# start of Provided passage

Actual results could differ materially because of the following factors, among others: the level of orders that are received and
can be shipped in a quarter; changes in demand for our products and the products of our customers; the level and timing at
which previous design wins become actual orders and sales; inventory mix and timing of customer orders; customers’
inventory levels, order patterns and seasonality; level of sell-through of our products through distribution in any particular
fiscal period; our ability to ramp products into volume production; competition and competitive pressures on pricing and
product availability; disruptions in commercial activities, or international transport or delivery occasioned by terrorist
activity, armed conflict, war or an unexpected increase in the price of, or decrease in the supply of, oil resulting in reduced
end-user purchases relative to expectations; impact of events outside the United States, such as the business impact of
fluctuating currency rates or unrest or political instability; the cyclical nature of both the semiconductor industry and the
markets addressed by our products; market acceptance of our new products and those of our customers; the financial
condition of our customers; fluctuations in production yields, production efficiencies and overall capacity utilization;
changes in product mix; absorption of fixed costs, labor and other fixed manufacturing costs; and general industry, economic
and political conditions.
28
Distribution
Distributors accounted for 65% of our net sales in fiscal 2005, 64% of our net sales in fiscal 2004 and 60% of our net
sales in fiscal 2003.
Our largest distributor accounted for approximately 13% of our net sales in fiscal 2005 and fiscal 2004 and 12% of our
net sales in fiscal 2003. Our two largest distributors accounted for 25% of our net sales in fiscal 2005 and fiscal 2004.
Generally, we do not have long-term agreements with our distributors and we, or our distributors, may terminate their
relationships with us with little or no advanced notice. The loss of, or the disruption in the operations of, one or more of our
distributors could reduce our future net sales in a given quarter and could result in an increase in inventory returns.

# end of Provided passage
# start of Data section

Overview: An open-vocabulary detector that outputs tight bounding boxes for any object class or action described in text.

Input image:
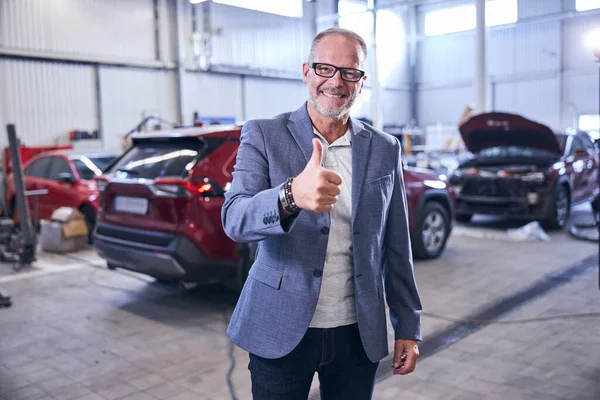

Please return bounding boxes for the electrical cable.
[58,253,238,400]
[422,312,600,325]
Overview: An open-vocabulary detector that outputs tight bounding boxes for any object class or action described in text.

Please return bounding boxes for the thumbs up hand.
[292,138,342,212]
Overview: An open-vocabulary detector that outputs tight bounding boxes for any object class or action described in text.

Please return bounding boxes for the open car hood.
[459,112,562,155]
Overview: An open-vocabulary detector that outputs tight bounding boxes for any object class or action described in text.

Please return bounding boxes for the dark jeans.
[248,324,379,400]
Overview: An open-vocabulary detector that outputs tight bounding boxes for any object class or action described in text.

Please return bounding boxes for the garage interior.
[0,0,600,400]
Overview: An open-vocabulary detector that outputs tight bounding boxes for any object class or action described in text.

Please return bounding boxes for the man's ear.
[302,63,310,83]
[358,75,367,93]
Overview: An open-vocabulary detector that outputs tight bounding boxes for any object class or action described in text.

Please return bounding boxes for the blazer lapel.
[287,103,313,165]
[349,118,371,222]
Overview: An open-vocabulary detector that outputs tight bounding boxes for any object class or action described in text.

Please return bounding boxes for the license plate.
[115,196,148,215]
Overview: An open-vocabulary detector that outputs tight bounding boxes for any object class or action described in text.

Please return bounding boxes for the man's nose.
[329,70,344,86]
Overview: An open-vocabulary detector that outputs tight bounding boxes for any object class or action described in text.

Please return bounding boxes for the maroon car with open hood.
[450,112,599,228]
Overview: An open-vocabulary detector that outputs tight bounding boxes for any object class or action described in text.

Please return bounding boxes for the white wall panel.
[244,77,307,120]
[563,15,600,69]
[0,0,155,60]
[0,59,98,147]
[183,73,243,124]
[496,78,560,129]
[562,69,600,127]
[417,86,474,126]
[518,0,565,19]
[206,3,313,71]
[418,34,475,86]
[513,21,561,74]
[100,67,177,150]
[381,89,410,125]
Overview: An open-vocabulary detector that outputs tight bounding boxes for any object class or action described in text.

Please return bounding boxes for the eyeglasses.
[310,63,365,82]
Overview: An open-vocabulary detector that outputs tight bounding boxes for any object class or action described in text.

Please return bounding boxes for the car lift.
[569,139,600,290]
[0,124,43,307]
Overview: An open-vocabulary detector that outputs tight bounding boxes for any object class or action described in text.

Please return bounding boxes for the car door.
[567,136,588,203]
[45,156,78,216]
[23,157,51,220]
[579,134,599,199]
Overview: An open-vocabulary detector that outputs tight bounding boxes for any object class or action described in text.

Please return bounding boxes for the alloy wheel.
[422,210,446,253]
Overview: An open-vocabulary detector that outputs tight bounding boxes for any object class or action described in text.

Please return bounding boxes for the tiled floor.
[0,205,600,400]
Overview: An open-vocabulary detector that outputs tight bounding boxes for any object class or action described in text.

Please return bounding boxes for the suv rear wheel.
[411,201,450,260]
[544,185,571,229]
[456,214,473,223]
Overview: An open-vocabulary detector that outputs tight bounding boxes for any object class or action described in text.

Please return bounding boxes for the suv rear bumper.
[94,223,238,283]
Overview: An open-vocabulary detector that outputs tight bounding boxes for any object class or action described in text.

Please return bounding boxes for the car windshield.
[479,146,556,159]
[107,138,222,179]
[556,135,567,153]
[70,155,115,180]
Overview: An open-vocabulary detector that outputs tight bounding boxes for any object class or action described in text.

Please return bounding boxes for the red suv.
[6,150,116,236]
[94,125,454,283]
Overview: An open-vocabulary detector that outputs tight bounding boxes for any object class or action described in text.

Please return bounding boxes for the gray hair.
[308,28,367,63]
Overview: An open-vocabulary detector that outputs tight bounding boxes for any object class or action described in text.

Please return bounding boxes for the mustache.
[319,87,348,95]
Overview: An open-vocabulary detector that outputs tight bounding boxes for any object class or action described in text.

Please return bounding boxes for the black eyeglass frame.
[310,62,366,82]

# end of Data section

Goals =>
[1] Translate this sentence from the filing excerpt into Spanish: "Distributors accounted for 65% of our net sales in fiscal 2005, 64% of our net sales in fiscal 2004 and 60% of our net sales in fiscal 2003."
[2] Return the stretch of the filing excerpt from "Generally, we do" through "in inventory returns.".
[3] According to the filing excerpt, what percentage of net sales did the two largest distributors account for in fiscal 2005 and fiscal 2004?

Solutions below =>
[1] Los distribuidores representaron el 65 % de nuestras ventas netas en el ejercicio fiscal 2005, el 64 % de nuestras ventas netas en el ejercicio fiscal 2004 y el 60 % de nuestras ventas netas en el ejercicio fiscal 2003.

[2]
Generally, we do not have long-term agreements with our distributors and we, or our distributors, may terminate their
relationships with us with little or no advanced notice. The loss of, or the disruption in the operations of, one or more of our
distributors could reduce our future net sales in a given quarter and could result in an increase in inventory returns.

[3] 25%